## EXERCISE SET
a) Reproduce word for word the stretch of the platform water text from "- Operational Integrity: Preventing" through "improperly managed water.".
b) According to the platform water text, what purposes is seawater used for?
c) Answer these questions from the platform water text:
(i) How do produced water volumes often change as a reservoir matures?
(ii) On what kind of platform is ballast water used?
(iii) Which two constraints does the text call premium for offshore treatment technologies?

## PROVIDED PASSAGE

-- -- --

Platform water refers to all water streams managed on an offshore installation, primarily associated with oil and gas production, but also applicable to other offshore structures. Effective management is critical for operational efficiency, environmental protection, and regulatory compliance.
Key Categories of Platform Water
- Produced Water: This is naturally occurring water from a reservoir that is co-produced with oil and gas. Its composition is complex, typically containing dispersed and dissolved hydrocarbons, inorganic salts (salinity often higher than seawater), heavy metals, naturally occurring radioactive materials (NORM), and various production chemicals (e.g., corrosion inhibitors, scale inhibitors, biocides). Produced water volumes often increase as a reservoir matures, becoming the largest effluent stream.
- Seawater: Extracted directly from the sea, it is used for multiple purposes:
- Cooling Medium: For process equipment and power generation.
- Injection Water: Treated and injected into reservoirs for pressure maintenance or to sweep oil towards production wells.
- Firewater Systems: Essential for platform safety.
- Desalination Feed: To produce potable and utility fresh water.
- Utility and Service Water: This category includes fresh water for domestic use (potable water), water for cleaning (deck wash, equipment cleaning), and other operational support systems. It can also include condensed water or treated bilge water.
- Ballast Water: For floating platforms, ballast water is used to maintain stability and trim. Its management is subject to international conventions to prevent the transfer of invasive aquatic species.
Core Management Objectives and Challenges
- Environmental Compliance: Meeting stringent local and international regulations for discharging water, particularly concerning oil-in-water (OIW) content, chemical oxygen demand (COD), and toxicity.
- Technological Limitations: Selecting and operating treatment technologies that are effective, robust, compact, and lightweight enough for offshore installation. Space and weight are premium constraints.
- Operational Integrity: Preventing issues like corrosion, scaling, and microbial growth (e.g., sulfate-reducing bacteria) in pipelines and equipment caused by improperly managed water.
- Cost-Effectiveness: Optimizing both capital expenditure (CAPEX) for equipment and operational expenditure (OPEX) for chemicals, energy, maintenance, and disposal.
- Variability: Handling fluctuations in flow rates and composition of produced water over the lifetime of a field.

-- -- --

## PROVIDED DATA
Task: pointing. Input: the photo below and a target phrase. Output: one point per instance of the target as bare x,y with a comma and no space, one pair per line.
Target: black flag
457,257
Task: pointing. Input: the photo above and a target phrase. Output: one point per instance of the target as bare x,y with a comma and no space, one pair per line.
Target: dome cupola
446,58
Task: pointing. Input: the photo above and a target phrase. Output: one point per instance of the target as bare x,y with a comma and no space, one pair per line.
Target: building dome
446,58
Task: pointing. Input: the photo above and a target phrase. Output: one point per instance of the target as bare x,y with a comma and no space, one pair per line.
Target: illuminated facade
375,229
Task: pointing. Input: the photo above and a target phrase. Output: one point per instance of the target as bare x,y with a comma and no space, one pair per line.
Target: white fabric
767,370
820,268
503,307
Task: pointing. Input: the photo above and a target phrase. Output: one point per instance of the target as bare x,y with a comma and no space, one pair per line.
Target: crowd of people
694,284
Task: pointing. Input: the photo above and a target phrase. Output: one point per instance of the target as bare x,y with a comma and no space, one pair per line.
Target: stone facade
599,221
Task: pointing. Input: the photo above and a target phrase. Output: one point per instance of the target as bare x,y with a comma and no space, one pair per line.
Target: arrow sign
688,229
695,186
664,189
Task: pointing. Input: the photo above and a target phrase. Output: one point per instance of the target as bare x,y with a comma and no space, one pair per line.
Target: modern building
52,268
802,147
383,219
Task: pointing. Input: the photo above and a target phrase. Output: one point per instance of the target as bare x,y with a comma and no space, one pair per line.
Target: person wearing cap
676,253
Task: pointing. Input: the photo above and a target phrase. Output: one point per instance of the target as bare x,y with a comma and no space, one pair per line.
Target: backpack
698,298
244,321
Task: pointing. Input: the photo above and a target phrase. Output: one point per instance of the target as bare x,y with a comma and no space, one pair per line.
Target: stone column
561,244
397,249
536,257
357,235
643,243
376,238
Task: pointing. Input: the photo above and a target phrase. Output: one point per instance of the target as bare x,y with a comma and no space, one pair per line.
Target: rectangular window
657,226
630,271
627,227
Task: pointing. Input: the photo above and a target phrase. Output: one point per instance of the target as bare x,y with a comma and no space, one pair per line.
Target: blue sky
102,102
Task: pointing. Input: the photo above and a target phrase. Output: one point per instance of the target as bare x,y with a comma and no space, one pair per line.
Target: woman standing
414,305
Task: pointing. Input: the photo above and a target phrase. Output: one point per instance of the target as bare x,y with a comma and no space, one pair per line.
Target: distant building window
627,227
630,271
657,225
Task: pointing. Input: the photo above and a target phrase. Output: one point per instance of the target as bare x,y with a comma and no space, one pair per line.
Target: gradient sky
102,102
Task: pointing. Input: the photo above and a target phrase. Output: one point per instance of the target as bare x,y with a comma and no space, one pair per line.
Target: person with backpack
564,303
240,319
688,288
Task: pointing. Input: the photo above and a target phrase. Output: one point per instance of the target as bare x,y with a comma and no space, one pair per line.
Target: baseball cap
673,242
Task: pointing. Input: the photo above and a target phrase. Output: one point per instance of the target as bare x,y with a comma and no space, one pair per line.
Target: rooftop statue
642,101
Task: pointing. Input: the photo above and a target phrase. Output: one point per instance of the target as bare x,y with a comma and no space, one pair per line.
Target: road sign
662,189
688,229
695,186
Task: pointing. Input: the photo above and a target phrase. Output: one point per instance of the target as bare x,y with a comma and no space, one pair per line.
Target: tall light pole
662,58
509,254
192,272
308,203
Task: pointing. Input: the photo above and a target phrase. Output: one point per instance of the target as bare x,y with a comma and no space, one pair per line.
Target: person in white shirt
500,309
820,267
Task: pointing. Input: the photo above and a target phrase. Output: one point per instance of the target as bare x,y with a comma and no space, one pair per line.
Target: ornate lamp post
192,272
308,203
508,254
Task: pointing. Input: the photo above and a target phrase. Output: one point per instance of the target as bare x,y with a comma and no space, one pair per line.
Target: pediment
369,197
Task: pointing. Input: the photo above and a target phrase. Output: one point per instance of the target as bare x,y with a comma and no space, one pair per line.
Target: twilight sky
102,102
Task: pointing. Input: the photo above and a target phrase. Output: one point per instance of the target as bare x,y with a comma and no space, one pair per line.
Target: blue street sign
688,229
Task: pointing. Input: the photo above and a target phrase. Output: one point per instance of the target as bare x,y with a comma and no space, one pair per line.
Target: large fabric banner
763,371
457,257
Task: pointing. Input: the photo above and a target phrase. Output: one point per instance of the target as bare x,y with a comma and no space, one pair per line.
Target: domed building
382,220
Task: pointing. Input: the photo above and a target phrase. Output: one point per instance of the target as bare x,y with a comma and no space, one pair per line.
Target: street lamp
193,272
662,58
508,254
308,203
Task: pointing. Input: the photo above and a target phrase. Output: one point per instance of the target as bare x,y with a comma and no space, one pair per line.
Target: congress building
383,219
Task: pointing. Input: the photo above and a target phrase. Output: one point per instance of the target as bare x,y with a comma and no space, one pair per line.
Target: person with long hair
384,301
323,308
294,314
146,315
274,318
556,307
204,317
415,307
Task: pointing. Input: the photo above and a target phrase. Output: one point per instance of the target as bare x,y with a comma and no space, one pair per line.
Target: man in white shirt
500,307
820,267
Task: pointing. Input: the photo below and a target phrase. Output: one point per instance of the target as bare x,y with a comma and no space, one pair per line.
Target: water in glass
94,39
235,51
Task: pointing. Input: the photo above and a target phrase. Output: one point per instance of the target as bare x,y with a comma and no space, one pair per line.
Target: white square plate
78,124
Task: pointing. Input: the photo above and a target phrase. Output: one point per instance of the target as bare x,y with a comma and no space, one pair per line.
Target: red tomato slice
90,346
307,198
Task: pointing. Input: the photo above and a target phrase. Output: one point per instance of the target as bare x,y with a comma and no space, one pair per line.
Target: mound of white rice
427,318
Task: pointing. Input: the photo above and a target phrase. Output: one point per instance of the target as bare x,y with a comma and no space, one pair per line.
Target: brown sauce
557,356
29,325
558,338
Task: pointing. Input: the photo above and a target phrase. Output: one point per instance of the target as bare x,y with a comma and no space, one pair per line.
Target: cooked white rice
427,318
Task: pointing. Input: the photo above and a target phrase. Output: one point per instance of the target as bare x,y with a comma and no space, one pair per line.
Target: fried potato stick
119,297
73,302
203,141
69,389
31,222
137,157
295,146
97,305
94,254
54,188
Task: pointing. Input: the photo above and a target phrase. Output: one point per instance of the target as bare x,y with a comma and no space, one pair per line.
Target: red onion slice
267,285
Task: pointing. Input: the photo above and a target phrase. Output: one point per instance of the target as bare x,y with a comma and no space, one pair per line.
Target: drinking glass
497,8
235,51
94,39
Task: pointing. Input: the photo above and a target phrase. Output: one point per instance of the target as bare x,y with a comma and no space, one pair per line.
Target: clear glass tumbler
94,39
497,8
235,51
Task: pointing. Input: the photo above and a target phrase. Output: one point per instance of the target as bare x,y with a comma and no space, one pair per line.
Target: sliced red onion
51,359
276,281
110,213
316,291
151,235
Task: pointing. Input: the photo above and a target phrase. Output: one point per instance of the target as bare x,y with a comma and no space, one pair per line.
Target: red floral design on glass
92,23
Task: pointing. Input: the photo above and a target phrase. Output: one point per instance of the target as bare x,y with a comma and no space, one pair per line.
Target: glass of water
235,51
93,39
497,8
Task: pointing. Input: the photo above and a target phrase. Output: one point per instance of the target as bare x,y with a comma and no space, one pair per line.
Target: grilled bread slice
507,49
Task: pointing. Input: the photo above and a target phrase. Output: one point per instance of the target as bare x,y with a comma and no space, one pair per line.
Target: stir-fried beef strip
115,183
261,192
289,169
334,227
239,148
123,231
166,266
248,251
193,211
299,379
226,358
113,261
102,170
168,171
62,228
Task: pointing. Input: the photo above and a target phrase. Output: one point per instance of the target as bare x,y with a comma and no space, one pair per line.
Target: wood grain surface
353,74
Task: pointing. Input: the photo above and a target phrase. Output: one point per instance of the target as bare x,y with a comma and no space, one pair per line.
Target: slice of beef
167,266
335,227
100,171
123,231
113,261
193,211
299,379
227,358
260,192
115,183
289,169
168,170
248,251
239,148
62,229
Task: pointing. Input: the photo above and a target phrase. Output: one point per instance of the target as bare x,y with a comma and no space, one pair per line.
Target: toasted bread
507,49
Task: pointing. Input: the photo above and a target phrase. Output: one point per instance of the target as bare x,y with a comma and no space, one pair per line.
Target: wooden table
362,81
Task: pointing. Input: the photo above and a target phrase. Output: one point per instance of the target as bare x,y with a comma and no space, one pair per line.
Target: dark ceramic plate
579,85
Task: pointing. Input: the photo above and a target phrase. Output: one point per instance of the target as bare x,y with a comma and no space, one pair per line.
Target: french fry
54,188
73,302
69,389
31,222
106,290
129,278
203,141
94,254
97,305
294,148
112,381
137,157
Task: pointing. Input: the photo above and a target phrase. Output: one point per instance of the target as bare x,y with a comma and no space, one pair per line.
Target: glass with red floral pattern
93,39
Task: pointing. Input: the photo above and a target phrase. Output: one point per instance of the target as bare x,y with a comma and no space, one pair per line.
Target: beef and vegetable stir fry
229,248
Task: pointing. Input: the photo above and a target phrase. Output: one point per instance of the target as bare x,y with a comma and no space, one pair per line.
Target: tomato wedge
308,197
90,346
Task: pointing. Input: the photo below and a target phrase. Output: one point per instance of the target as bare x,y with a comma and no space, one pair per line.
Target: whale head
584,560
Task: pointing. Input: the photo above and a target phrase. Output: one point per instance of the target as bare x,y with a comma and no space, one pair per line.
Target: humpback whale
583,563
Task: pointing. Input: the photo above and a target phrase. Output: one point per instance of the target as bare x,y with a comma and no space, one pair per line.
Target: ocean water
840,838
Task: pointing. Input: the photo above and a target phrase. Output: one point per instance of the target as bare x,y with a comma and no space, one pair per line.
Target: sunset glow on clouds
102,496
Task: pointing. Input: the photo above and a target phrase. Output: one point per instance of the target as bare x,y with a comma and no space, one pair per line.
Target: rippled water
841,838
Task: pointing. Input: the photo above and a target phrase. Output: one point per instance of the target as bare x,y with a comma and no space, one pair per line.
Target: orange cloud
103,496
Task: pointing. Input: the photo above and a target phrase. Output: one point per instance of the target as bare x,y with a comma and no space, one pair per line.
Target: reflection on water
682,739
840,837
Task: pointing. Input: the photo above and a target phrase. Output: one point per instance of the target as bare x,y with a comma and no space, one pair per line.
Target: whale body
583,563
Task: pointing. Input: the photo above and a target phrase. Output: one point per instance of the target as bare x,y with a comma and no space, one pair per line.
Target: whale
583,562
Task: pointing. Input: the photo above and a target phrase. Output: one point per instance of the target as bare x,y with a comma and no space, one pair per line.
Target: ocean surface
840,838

-- -- --

## SOLUTIONS IN ORDER
a)
- Operational Integrity: Preventing issues like corrosion, scaling, and microbial growth (e.g., sulfate-reducing bacteria) in pipelines and equipment caused by improperly managed water.

b)
- Cooling medium
- Injection water
- Firewater systems
- Desalination feed

c)
(i) They often increase, and produced water becomes the largest effluent stream.
(ii) Floating platforms.
(iii) Space and weight.